= 本文抜粋 =
----

暮らしに役立つ、知恵がある。

 

「おいしい」だけではない、旅先での食「旅食」の楽しみ方。

異郷で食べる「旅食」の醍醐味とは。単に「おいしい」だけではない、奥深さ、楽しさについて考えます。

撮影・黒川ひろみ 文・嶌 陽子

「食べ慣れていないものでもむしろ楽しみたいんです。」(みんげい おくむら主人 奥村 忍さん・左)「食の幅の広さを知るのも旅ならではの面白さだと思います。」(料理家 藤原奈緒さん・右)
「食べ慣れていないものでもむしろ楽しみたいんです。」(みんげい おくむら主人 奥村 忍さん・左)「食の幅の広さを知るのも旅ならではの面白さだと思います。」(料理家 藤原奈緒さん・右)

異国の地で新しい食文化に出合うことは旅の大きな楽しみであり、さまざまな発見をもたらしてくれるもの。これまでに中国各地や台湾を何度も旅しているウェブショップ「みんげい おくむら」店主の奥村忍さんと、奥村さんと一緒に旅をした経験のある料理家の藤原奈緒さんが、現地で出合った食文化を振り返りながら、旅先での食=旅食の楽しみ方について考えます。

奥村忍さん(以下、奥村) 僕たちが仲間も含めて皆で旅したのは、2017年と2018年の2回でしたよね。

----

= 記録情報 =
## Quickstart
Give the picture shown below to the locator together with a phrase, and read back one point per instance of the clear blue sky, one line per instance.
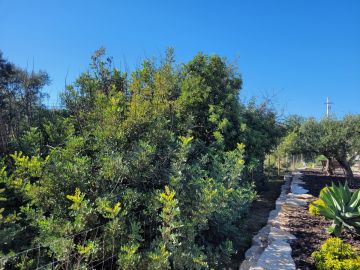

----

= 練習問題 =
1. 旅食の記事を2文でまとめてください。
2. 旅食の記事の続きを、止まっているところから書き継いでください。

= 各問の解答 =
1. 旅先での食「旅食」について、単に「おいしい」だけではない奥深さや楽しさを考える記事です。中国各地や台湾を何度も旅しているウェブショップ「みんげい おくむら」店主の奥村忍さんと、奥村さんと旅をしたことのある料理家の藤原奈緒さんが、現地で出合った食文化を振り返りながら旅食の楽しみ方について考えます。

2.
藤原奈緒さん(以下、藤原) 1回目が台湾で、2回目は台湾の離島の金門島と、中国のアモイ。私にとってはどれも初めての土地でした。奥村さんはもう数えきれないほど中国や台湾に行っていますよね。

中国や台湾各地の茶の産地を訪れている奥村さん。旅先にも茶器を携行し気分転換に飲む。
中国や台湾各地の茶の産地を訪れている奥村さん。旅先にも茶器を携行し気分転換に飲む。

奥村 手工芸品の買い付けの仕事でしょっちゅう行っています。現存する手工芸品がだんだん減りつつある中でお茶に出合って、お茶は現存する一番の手工芸品だと思ったんです。茶葉を摘むところから全て手仕事だし。そう思って茶の産地に行き始めた頃、料理家の友人たちと一緒に行けば自分にとっても発見が多いんじゃないかと思って、声をかけたんです。

【台北】四川料理店でのおかず。台湾でも四川料理店は多い。ニガウリやナスなど、台湾らしい食材を四川風に料理したものも。
【台北】四川料理店でのおかず。台湾でも四川料理店は多い。ニガウリやナスなど、台湾らしい食材を四川風に料理したものも。

藤原 1回目は全部で5日間くらいの旅だったかな。台北と、台北から2時間くらいのところにある、東方美人というお茶の産地・北埔(ベイプー)にも行きました。キッチン付きの宿に5人で泊まって。市場に出かけて食べてみたいと思ったものがあったら、買ってきてすぐに料理できたのがよかったです。出合う食材のどれもが面白くて、特に果物がとても瑞々しかったのが印象的でした。青いマンゴーもおいしかった。

【台北】酸味のある摘果マンゴーのかき氷を宿で手作り。お酒も少し垂らして。
【台北】酸味のある摘果マンゴーのかき氷を宿で手作り。お酒も少し垂らして。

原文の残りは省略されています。